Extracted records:
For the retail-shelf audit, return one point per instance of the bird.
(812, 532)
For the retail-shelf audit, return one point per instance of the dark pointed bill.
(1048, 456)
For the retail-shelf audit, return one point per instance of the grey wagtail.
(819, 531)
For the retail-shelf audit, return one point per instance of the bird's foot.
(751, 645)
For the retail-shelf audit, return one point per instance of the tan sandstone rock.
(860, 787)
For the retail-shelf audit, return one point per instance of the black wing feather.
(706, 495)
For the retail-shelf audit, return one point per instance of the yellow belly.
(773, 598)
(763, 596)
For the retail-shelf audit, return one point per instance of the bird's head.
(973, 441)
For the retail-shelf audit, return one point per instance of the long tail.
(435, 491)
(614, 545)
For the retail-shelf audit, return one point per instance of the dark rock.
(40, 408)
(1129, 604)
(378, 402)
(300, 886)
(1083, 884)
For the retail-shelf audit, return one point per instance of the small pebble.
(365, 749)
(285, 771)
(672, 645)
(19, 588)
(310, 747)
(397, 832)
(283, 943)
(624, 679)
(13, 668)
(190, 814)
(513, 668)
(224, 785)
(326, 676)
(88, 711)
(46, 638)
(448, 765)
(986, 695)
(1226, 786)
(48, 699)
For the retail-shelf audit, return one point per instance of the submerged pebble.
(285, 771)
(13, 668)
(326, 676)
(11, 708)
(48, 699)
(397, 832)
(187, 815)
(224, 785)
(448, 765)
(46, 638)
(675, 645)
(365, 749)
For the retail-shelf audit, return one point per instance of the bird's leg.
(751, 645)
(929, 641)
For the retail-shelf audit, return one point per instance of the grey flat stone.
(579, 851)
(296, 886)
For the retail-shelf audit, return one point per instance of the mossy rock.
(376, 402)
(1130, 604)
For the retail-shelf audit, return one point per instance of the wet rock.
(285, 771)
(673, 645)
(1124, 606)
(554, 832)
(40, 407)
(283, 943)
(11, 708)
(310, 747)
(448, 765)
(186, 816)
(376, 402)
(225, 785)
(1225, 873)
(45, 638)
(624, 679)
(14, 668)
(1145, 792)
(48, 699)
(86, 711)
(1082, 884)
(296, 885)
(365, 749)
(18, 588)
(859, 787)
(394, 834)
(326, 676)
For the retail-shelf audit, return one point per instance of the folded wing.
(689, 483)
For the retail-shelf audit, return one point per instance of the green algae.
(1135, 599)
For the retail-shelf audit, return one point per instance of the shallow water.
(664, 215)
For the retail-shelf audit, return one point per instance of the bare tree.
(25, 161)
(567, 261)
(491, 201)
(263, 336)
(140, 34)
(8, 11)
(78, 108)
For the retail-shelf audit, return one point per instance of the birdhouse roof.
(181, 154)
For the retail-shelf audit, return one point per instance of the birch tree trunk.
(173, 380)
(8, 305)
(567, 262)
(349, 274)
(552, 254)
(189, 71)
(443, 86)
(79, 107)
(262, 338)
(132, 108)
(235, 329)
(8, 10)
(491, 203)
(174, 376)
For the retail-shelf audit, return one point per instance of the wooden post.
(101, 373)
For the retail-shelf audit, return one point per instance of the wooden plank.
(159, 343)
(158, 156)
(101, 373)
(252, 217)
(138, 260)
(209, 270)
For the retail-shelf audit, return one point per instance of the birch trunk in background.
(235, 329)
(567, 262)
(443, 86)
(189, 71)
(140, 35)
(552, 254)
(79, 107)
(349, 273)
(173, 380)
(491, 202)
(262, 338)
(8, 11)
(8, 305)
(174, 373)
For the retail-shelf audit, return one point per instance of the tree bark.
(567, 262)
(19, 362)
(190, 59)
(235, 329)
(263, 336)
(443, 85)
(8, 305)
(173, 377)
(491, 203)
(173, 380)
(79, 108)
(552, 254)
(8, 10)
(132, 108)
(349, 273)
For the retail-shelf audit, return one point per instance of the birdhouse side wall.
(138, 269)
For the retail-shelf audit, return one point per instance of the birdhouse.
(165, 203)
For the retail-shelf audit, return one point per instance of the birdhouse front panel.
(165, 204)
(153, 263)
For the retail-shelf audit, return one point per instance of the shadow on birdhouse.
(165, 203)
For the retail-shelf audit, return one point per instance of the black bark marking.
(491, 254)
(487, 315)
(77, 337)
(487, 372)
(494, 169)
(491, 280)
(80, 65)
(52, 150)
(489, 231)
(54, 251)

*WRITTEN REQUEST*. Retype all of the material, keeping each line exact.

*RESPONSE TO THE EXERCISE*.
For the retail-shelf audit, return one point per instance of the bird.
(812, 532)
For the retail-shelf audit, return one point per instance of the dark pointed bill.
(1048, 456)
For the retail-shelf audit, return one point per instance of the grey wagtail.
(819, 531)
For the retail-shelf audit, return one point per instance of the bird's foot.
(751, 645)
For the retail-shelf audit, return one point per instance of the tan sandstone rock.
(860, 787)
For the retail-shelf audit, return one point per instance of the black wing feather.
(706, 495)
For the retail-shelf audit, return one point per instance of the yellow belly.
(773, 598)
(763, 596)
For the retail-shelf audit, return one point per instance of the bird's head.
(973, 441)
For the retail-shelf audit, return one point per instance of the long tail.
(435, 491)
(614, 545)
For the retail-shelf audit, return one point per instance of the dark rock.
(40, 408)
(1129, 604)
(378, 402)
(300, 886)
(1083, 884)
For the retail-shelf audit, return one point per instance of the small pebble.
(365, 749)
(285, 771)
(672, 645)
(19, 588)
(310, 747)
(397, 832)
(283, 943)
(624, 679)
(13, 668)
(190, 814)
(513, 668)
(224, 785)
(326, 676)
(88, 711)
(46, 638)
(448, 765)
(986, 695)
(1226, 786)
(48, 699)
For the retail-shelf audit, return one point per instance of the submerged pebble.
(285, 771)
(13, 668)
(326, 676)
(11, 708)
(48, 699)
(397, 832)
(187, 815)
(224, 785)
(448, 765)
(46, 638)
(675, 645)
(365, 749)
For the retail-shelf audit, return one point per instance of the bird's leg.
(751, 645)
(929, 641)
For the retail-shelf audit, return one point per instance of the grey flat stone.
(579, 851)
(296, 886)
For the retail-shelf audit, return one point per instance of the mossy rock.
(376, 402)
(1130, 604)
For the retail-shelf audit, return one point per instance of the wet rock.
(285, 771)
(673, 645)
(1124, 606)
(554, 832)
(40, 407)
(283, 943)
(11, 708)
(310, 747)
(448, 765)
(186, 816)
(376, 402)
(225, 785)
(1225, 873)
(45, 638)
(624, 679)
(14, 668)
(1145, 792)
(48, 699)
(86, 711)
(1082, 884)
(296, 885)
(365, 749)
(18, 588)
(859, 787)
(394, 834)
(326, 676)
For the retail-shelf audit, return one point per instance of the folded wing.
(689, 483)
For the retail-shelf audit, return one point per instance of the green algae.
(1135, 599)
For the retail-shelf audit, return one point per instance of the shallow water.
(664, 215)
For the retail-shelf audit, return one point per instance of the bare tree.
(25, 161)
(567, 261)
(491, 201)
(263, 336)
(140, 34)
(8, 11)
(78, 108)
For the retail-shelf audit, return one point per instance of the birdhouse roof.
(181, 154)
For the retail-shelf audit, return one point per instance of the birch tree trunk.
(173, 380)
(8, 305)
(567, 262)
(349, 274)
(552, 254)
(189, 71)
(443, 86)
(79, 107)
(262, 338)
(132, 108)
(235, 329)
(8, 10)
(491, 203)
(174, 376)
For the retail-shelf audit, return one point per instance of the wooden post.
(101, 373)
For the retail-shelf audit, return one point per instance of the wooden plank.
(159, 343)
(158, 156)
(101, 373)
(252, 217)
(138, 260)
(209, 270)
For the retail-shelf audit, return one point per instance of the birch trunk in background.
(235, 329)
(567, 262)
(443, 86)
(189, 71)
(140, 35)
(552, 254)
(79, 107)
(349, 273)
(173, 380)
(491, 202)
(262, 338)
(8, 11)
(8, 305)
(174, 373)
For the retail-shelf audit, return one point per instance of the tree bark.
(567, 262)
(19, 362)
(190, 59)
(235, 329)
(263, 336)
(443, 85)
(8, 305)
(173, 377)
(491, 203)
(173, 380)
(79, 108)
(552, 254)
(8, 10)
(132, 108)
(349, 273)
For the retail-shelf audit, return one point per instance of the birdhouse side wall.
(138, 269)
For the retail-shelf audit, return one point per instance of the birdhouse.
(165, 203)
For the retail-shelf audit, return one point per instance of the birdhouse front panel.
(165, 204)
(153, 263)
For the retail-shelf audit, return one point per instance of the shadow on birdhouse.
(165, 203)
For the retail-shelf audit, return one point per instance of the black bark marking.
(491, 254)
(487, 315)
(77, 337)
(487, 372)
(494, 169)
(491, 280)
(80, 65)
(52, 150)
(489, 231)
(54, 251)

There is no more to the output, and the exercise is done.